= Beginning of Section =

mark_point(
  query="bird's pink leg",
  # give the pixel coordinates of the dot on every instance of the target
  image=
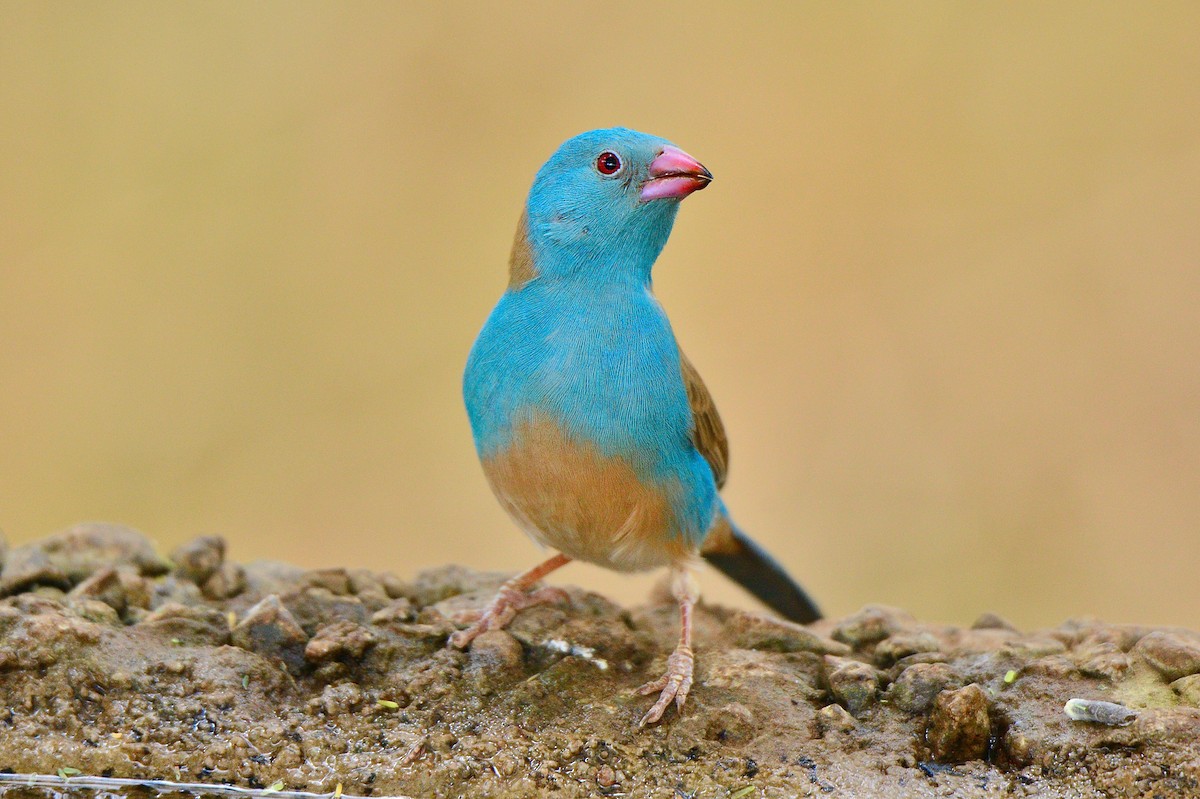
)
(513, 596)
(676, 683)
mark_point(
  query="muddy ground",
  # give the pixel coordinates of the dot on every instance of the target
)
(120, 662)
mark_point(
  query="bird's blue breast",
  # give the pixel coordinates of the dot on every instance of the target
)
(601, 364)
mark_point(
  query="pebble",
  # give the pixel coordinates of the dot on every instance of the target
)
(496, 650)
(193, 625)
(197, 559)
(1103, 660)
(732, 724)
(82, 550)
(959, 726)
(339, 641)
(903, 644)
(765, 634)
(870, 625)
(1170, 653)
(855, 684)
(103, 586)
(271, 631)
(226, 582)
(834, 718)
(917, 686)
(991, 622)
(1188, 688)
(27, 566)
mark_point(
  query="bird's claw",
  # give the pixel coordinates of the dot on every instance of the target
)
(505, 605)
(673, 685)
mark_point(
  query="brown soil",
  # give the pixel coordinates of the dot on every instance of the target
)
(118, 662)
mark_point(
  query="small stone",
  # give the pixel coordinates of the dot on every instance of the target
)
(174, 589)
(959, 726)
(395, 587)
(852, 683)
(399, 611)
(1033, 647)
(904, 644)
(1056, 666)
(197, 559)
(1188, 688)
(228, 581)
(1171, 654)
(103, 586)
(870, 625)
(94, 611)
(265, 577)
(496, 650)
(84, 548)
(187, 625)
(271, 631)
(606, 776)
(335, 580)
(339, 641)
(316, 606)
(919, 684)
(991, 622)
(765, 634)
(733, 724)
(1103, 660)
(27, 566)
(834, 718)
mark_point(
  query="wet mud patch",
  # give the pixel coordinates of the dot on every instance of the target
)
(118, 662)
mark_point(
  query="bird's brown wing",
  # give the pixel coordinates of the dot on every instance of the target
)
(707, 431)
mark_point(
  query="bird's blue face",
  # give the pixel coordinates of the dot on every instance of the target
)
(605, 202)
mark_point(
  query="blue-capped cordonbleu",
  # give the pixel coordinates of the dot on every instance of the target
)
(594, 430)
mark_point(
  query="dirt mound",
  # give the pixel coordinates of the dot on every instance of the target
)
(118, 662)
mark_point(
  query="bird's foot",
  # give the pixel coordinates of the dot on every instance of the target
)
(505, 605)
(673, 685)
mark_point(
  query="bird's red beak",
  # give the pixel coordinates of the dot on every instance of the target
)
(675, 174)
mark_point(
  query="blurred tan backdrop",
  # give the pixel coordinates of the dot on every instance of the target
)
(945, 287)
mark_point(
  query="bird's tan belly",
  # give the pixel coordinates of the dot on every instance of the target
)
(570, 497)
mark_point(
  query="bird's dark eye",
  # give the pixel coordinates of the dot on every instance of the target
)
(607, 163)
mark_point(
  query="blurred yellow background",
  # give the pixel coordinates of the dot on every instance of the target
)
(945, 287)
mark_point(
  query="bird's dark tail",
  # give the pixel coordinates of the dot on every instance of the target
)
(748, 564)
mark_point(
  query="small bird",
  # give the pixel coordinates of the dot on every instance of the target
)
(595, 432)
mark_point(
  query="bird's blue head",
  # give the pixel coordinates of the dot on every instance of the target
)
(603, 206)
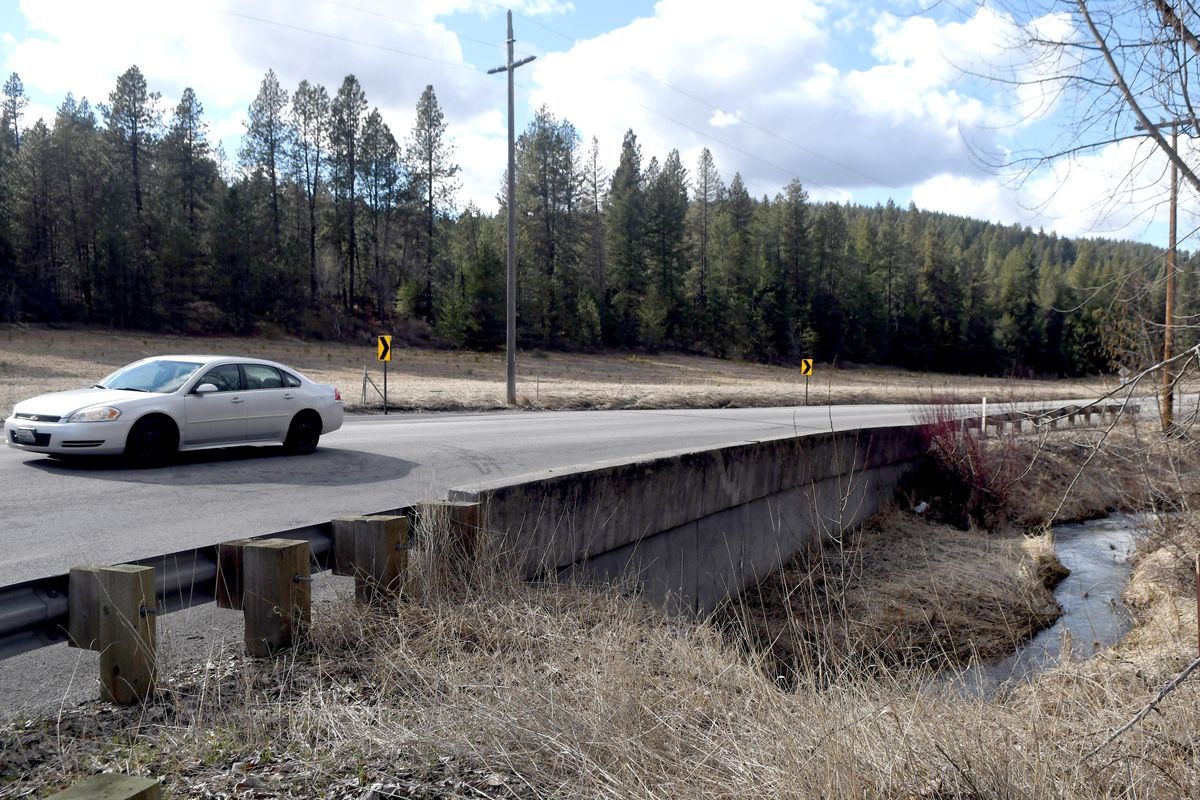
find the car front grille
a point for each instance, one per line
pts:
(40, 439)
(37, 417)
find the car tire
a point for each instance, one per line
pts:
(151, 441)
(303, 433)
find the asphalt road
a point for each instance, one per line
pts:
(57, 516)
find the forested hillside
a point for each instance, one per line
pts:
(124, 214)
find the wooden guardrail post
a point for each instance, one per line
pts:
(229, 570)
(373, 551)
(112, 786)
(276, 595)
(113, 609)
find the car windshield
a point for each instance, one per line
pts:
(157, 376)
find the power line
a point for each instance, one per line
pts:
(735, 148)
(741, 120)
(348, 40)
(408, 22)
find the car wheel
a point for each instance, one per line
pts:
(150, 443)
(304, 434)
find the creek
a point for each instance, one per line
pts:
(1097, 553)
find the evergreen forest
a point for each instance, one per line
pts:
(125, 214)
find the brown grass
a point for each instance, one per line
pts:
(478, 684)
(491, 686)
(907, 593)
(37, 359)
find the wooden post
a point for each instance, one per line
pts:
(373, 551)
(126, 632)
(229, 570)
(83, 607)
(112, 786)
(276, 594)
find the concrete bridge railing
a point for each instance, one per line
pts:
(693, 527)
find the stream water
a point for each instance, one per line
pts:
(1097, 553)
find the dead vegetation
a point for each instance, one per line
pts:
(480, 685)
(493, 687)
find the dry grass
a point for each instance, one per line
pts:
(904, 593)
(490, 686)
(37, 359)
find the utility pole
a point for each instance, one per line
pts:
(511, 335)
(1168, 390)
(1168, 319)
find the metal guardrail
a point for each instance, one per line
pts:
(34, 614)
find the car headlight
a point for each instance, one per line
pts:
(102, 414)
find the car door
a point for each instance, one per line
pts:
(270, 404)
(220, 416)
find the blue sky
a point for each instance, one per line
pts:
(859, 101)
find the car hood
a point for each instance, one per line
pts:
(63, 403)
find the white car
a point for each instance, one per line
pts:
(155, 407)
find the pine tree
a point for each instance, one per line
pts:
(310, 124)
(627, 241)
(433, 175)
(347, 113)
(1018, 334)
(549, 229)
(707, 193)
(381, 179)
(11, 110)
(267, 143)
(667, 241)
(133, 122)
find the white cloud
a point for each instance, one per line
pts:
(673, 77)
(1119, 191)
(723, 119)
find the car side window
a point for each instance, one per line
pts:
(226, 378)
(259, 376)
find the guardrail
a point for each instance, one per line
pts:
(35, 613)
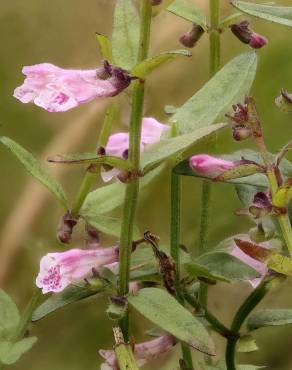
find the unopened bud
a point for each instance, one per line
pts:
(190, 38)
(247, 36)
(284, 101)
(241, 132)
(65, 228)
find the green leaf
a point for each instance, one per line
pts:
(188, 11)
(71, 294)
(144, 68)
(175, 148)
(9, 316)
(10, 352)
(277, 14)
(163, 310)
(126, 33)
(107, 198)
(105, 46)
(246, 344)
(269, 317)
(35, 168)
(226, 266)
(89, 158)
(110, 225)
(215, 98)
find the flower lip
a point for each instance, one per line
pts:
(58, 90)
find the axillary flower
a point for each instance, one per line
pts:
(58, 90)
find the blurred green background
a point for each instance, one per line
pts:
(62, 32)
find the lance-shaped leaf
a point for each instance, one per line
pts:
(283, 195)
(125, 39)
(143, 69)
(175, 149)
(71, 294)
(269, 317)
(215, 98)
(274, 261)
(35, 168)
(272, 13)
(9, 316)
(189, 11)
(89, 158)
(239, 171)
(110, 225)
(164, 310)
(105, 46)
(10, 352)
(223, 265)
(109, 197)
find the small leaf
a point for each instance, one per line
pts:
(272, 13)
(144, 68)
(163, 310)
(226, 266)
(175, 148)
(35, 168)
(215, 99)
(105, 46)
(107, 198)
(110, 225)
(246, 344)
(188, 11)
(125, 39)
(9, 316)
(240, 171)
(89, 158)
(10, 352)
(269, 317)
(69, 295)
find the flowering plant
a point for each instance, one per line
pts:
(167, 283)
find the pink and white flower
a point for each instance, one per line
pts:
(143, 352)
(58, 90)
(204, 164)
(58, 270)
(118, 144)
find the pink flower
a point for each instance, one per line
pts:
(58, 270)
(204, 164)
(118, 144)
(58, 90)
(144, 352)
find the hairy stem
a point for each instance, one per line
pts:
(91, 177)
(283, 219)
(132, 190)
(175, 251)
(245, 309)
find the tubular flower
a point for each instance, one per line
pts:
(58, 270)
(143, 352)
(209, 166)
(118, 144)
(58, 90)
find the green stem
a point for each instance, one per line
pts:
(245, 309)
(175, 251)
(90, 177)
(132, 190)
(283, 219)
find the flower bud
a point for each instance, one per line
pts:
(190, 38)
(247, 36)
(204, 164)
(241, 132)
(284, 101)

= End of Section =

Produce the full material again verbatim, with the pictures dropped.

§ **Answer area**:
mark_point(
  query="bird's pink leg",
  # give the pixel coordinates of the dot on every instance of the target
  image=
)
(513, 596)
(676, 683)
mark_point(
  query="muddy ground",
  # give the pixel coordinates of the dot on every instance of the target
)
(120, 662)
mark_point(
  query="bird's blue breast",
  # give the pixel coordinates of the dot on every instance of the target
)
(601, 364)
mark_point(
  query="pebble",
  # give the pixel coordinates of the dot on every instance of the target
)
(496, 650)
(193, 625)
(197, 559)
(1103, 660)
(732, 724)
(82, 550)
(959, 726)
(339, 641)
(903, 644)
(765, 634)
(870, 625)
(1170, 653)
(855, 684)
(103, 586)
(271, 631)
(226, 582)
(834, 718)
(917, 686)
(991, 622)
(1188, 688)
(27, 566)
mark_point(
  query="bird's claw",
  # give the pixel coordinates of the dot on every instance of the target
)
(505, 605)
(673, 685)
mark_point(
  query="brown soil",
  # give the pixel coordinates of the dot on every instance of the target
)
(118, 662)
mark_point(
  query="small stone",
  # give the pixel coordinates of the dot on every instance of the target
)
(174, 589)
(959, 726)
(395, 587)
(852, 683)
(399, 611)
(1033, 647)
(904, 644)
(1056, 666)
(197, 559)
(1188, 688)
(228, 581)
(1171, 654)
(103, 586)
(870, 625)
(94, 611)
(265, 577)
(496, 650)
(84, 548)
(187, 625)
(271, 631)
(606, 776)
(335, 580)
(339, 641)
(316, 606)
(919, 684)
(991, 622)
(765, 634)
(733, 724)
(1103, 660)
(27, 566)
(834, 718)
mark_point(
  query="wet mud patch",
  # give the pixel coordinates of the dot on every instance of the target
)
(118, 662)
mark_point(
  query="bird's brown wing",
  # give the pixel coordinates of the dot on every instance of the target
)
(707, 431)
mark_point(
  query="bird's blue face",
  # give the pixel coordinates of the dot on every instance of the target
)
(605, 202)
mark_point(
  query="blue-capped cordonbleu",
  # give the pixel coordinates of the dot on every instance of the target
)
(594, 430)
mark_point(
  query="dirt mound",
  # give the pixel coordinates of the dot on every instance of the target
)
(118, 662)
mark_point(
  query="bird's foot",
  # give the pixel coordinates of the dot on every instance of the target
)
(505, 605)
(673, 685)
mark_point(
  query="bird's red beak",
  # give the pixel coordinates of the dot on every instance of the target
)
(675, 174)
mark_point(
  query="blurred tan backdrop",
  # give the pixel coordinates of the dot on every instance of the target
)
(945, 287)
mark_point(
  query="bird's tan belly",
  # give the pixel coordinates of the dot on every instance of the target
)
(570, 497)
mark_point(
  query="bird's dark eye",
  # give the pixel coordinates of the dot on every instance of the target
)
(607, 163)
mark_point(
  query="blurred yellow background",
  # give the pixel coordinates of the dot on every instance of the target
)
(945, 287)
mark_point(
  query="bird's dark tail",
  # give the pixel coordinates of the dot on every instance of the target
)
(748, 564)
mark_point(
  query="small bird",
  # give the pixel coordinates of the dot on every instance of the target
)
(595, 432)
mark_point(
  query="bird's blue head",
  # give the pixel coordinates of the dot on every instance of the target
)
(603, 206)
find the car front grille
a point for each instance, one per line
pts:
(40, 439)
(37, 417)
find the car tire
a point for each instance, one per line
pts:
(151, 441)
(303, 433)
find the asphalt road
a point for each instance, one per line
pts:
(57, 516)
find the forested hillside
a point for each instance, one per line
pts:
(124, 214)
find the wooden guardrail post
a point for each instance, one per line
pts:
(229, 570)
(373, 551)
(112, 786)
(276, 595)
(113, 609)
find the car windshield
a point for each instance, one per line
pts:
(157, 376)
find the power line
a point for each instance, one per line
pts:
(735, 148)
(741, 120)
(348, 40)
(408, 22)
find the car wheel
a point for each instance, one per line
pts:
(150, 443)
(304, 434)
find the creek
a point for each instance, one per line
pts:
(1097, 553)
find the evergreen forest
a point for each instance, one per line
pts:
(125, 214)
find the brown grass
a point for each instance, one per line
pts:
(478, 684)
(491, 686)
(907, 593)
(37, 359)
find the wooden post
a point for each instance, one per line
pts:
(373, 551)
(126, 632)
(229, 570)
(83, 607)
(112, 786)
(276, 594)
find the concrete bridge railing
a point for each instance, one per line
pts:
(693, 527)
find the stream water
a point for each instance, one per line
pts:
(1097, 553)
find the dead vegetation
a point for each instance, one per line
pts:
(480, 685)
(493, 687)
find the dry grass
a point for each instance, one per line
pts:
(904, 593)
(490, 686)
(37, 359)
find the utility pole
a point for each instance, one per line
pts:
(511, 335)
(1168, 390)
(1168, 319)
find the metal guardrail
a point for each instance, one per line
pts:
(34, 614)
find the car headlight
a point for each instance, one per line
pts:
(102, 414)
find the car door
a point for each instance, one per line
pts:
(270, 404)
(220, 416)
find the blue sky
a point for each instance, one per line
pts:
(859, 101)
find the car hood
a point for each instance, one per line
pts:
(63, 403)
find the white car
a point for each instance, one per line
pts:
(155, 407)
find the pine tree
a point for each instance, one per line
pts:
(310, 124)
(627, 241)
(433, 175)
(347, 113)
(1018, 334)
(549, 229)
(707, 193)
(381, 179)
(11, 110)
(267, 143)
(667, 241)
(133, 122)
find the white cloud
a point for each instance, one per line
pts:
(673, 77)
(1119, 191)
(723, 119)
find the car side window
a point for each instance, one per line
pts:
(226, 378)
(259, 376)
find the guardrail
a point for each instance, one per line
pts:
(35, 613)
find the unopened bud
a point for each instance, one per line
pts:
(190, 38)
(247, 36)
(284, 101)
(241, 132)
(65, 228)
find the green leaf
a point for each instance, one per line
pts:
(188, 11)
(71, 294)
(144, 68)
(175, 148)
(9, 316)
(10, 352)
(277, 14)
(163, 310)
(126, 33)
(107, 198)
(105, 46)
(246, 344)
(269, 317)
(35, 168)
(226, 266)
(89, 158)
(110, 225)
(215, 98)
find the flower lip
a point for each instance, one per line
pts:
(58, 90)
find the axillary flower
a point for each instance, one per line
pts:
(58, 90)
find the blurred green background
a point for each instance, one per line
pts:
(62, 32)
find the lance-shaped leaf
a point for each instance, one per line
pts:
(283, 195)
(125, 39)
(143, 69)
(175, 149)
(71, 294)
(269, 317)
(215, 98)
(274, 261)
(35, 168)
(272, 13)
(9, 316)
(189, 11)
(89, 158)
(239, 171)
(110, 225)
(164, 310)
(105, 46)
(10, 352)
(223, 265)
(109, 197)
find the small leaf
a point for each instance, one per line
pts:
(272, 13)
(144, 68)
(163, 310)
(226, 266)
(175, 148)
(35, 168)
(215, 99)
(105, 46)
(107, 198)
(110, 225)
(246, 344)
(188, 11)
(125, 39)
(9, 316)
(240, 171)
(89, 158)
(10, 352)
(269, 317)
(69, 295)
find the flowering plant
a point for each instance, one per line
pts:
(167, 283)
find the pink and white flower
a point for each instance, one per line
pts:
(143, 352)
(58, 90)
(204, 164)
(58, 270)
(118, 144)
find the pink flower
a point for each instance, one per line
pts:
(58, 270)
(204, 164)
(118, 144)
(58, 90)
(144, 352)
find the hairy stem
a point for each instance, one per line
pts:
(91, 177)
(283, 219)
(132, 190)
(175, 251)
(245, 309)
find the tubular flower
a point for each instance, one per line
pts:
(58, 270)
(143, 352)
(209, 166)
(118, 144)
(58, 90)
find the green stem
a point for each instance, one per line
pts:
(245, 309)
(175, 251)
(90, 177)
(132, 190)
(283, 219)
find the flower bud
a point for each instance, one per line
pts:
(190, 38)
(247, 36)
(204, 164)
(241, 132)
(284, 101)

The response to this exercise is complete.